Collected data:
══════════════════════════════
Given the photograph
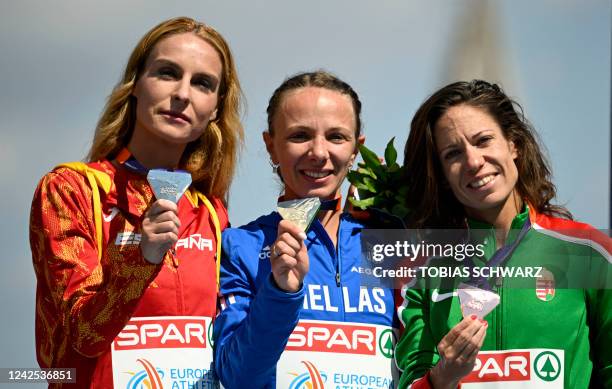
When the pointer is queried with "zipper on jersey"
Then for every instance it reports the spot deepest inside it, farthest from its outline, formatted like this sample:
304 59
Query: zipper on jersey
498 318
══════════════════════════════
WHAT YOU WILL DO | With all pictures omitted, repeat every record above word for word.

ANSWER TO THE PROBLEM |
Given the photograph
When the pointer is queried with "zipper on jersey"
Then for every instance it reports the spot deepest inside it, farthest from its outline, formatted like this sample:
304 59
Query: zipper on jersey
498 318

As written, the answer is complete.